> [Texte fourni]

********

Actuellement, nous avons une équipe de l’équipe d’encadrement de Tunisia 88 qui court le monde. Ils sont allés en France, en Espagne, au Canada, aux États-Unis pour essayer de mobiliser des fonds et pérenniser l’initiative et assurer la suite des événements.

Actuellement, nous avons une équipe de l’équipe d’encadrement de Tunisia 88 qui court le monde

L’ensemble des phases, une et deux, était financé essentiellement par des fonds internationaux – 2% de financement tunisien et 98 % étranger. Aujourd’hui, les clubs sont là et il s’agit pour nous de perpétuer le projet. Pour cela, il faut assurer les frais de fonctionnement et de maintenance et ça ne coûte rien. Si depuis sa création le projet a coûté près de 2 millions d’euros, assurer sa continuité nécessite 75 000 € seulement par an. Et là, nous faisons appel à la société civile, aux entreprises tunisiennes et à leur responsabilité sociale et environnementale pour mettre un peu d’argent et accompagner ce projet dont les effets sont extraordinaires sur les jeunes dans les régions.

Quelques entrepreneurs ont accepté généreusement de nous accompagner pendant cinq ans, nous avons un entrepreneur qui a accepté de mettre 50 000 dinars par an sur les cinq années à venir, et d’autres qui ont accepté de mettre des montants significatifs mais moins importants. J’espère que d’autres accepteront de participer au financement de cette grande œuvre que de former nos jeunes à la création et la composition musicale.

Ils contribueraient ainsi à permettre à nos jeunes d’être des citoyens à part entière du monde, qu’ils participent activement à la transformation de la Tunisie et à sa projection dans un avenir meilleur. Ce serait là une mince mais précieuse contribution citoyenne.

********

> [Données répertoriées]
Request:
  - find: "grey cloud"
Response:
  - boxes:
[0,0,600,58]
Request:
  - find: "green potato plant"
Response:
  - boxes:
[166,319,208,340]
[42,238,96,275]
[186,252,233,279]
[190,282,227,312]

********

> [Énoncé du problème]
Répondez à ces questions à partir du texte sur Tunisia 88 :
(a) Quelle part du financement des phases une et deux venait de Tunisie ?
(b) Quelle somme faut-il chaque année pour assurer la continuité du projet ?
(c) Combien un entrepreneur a-t-il accepté de verser par an, et sur combien d'années ?
Les données ne sont pas utiles ici.

> [Réponse attendue]
(a) 2 %.
(b) 75 000 €.
(c) 50 000 dinars par an, sur les cinq années à venir.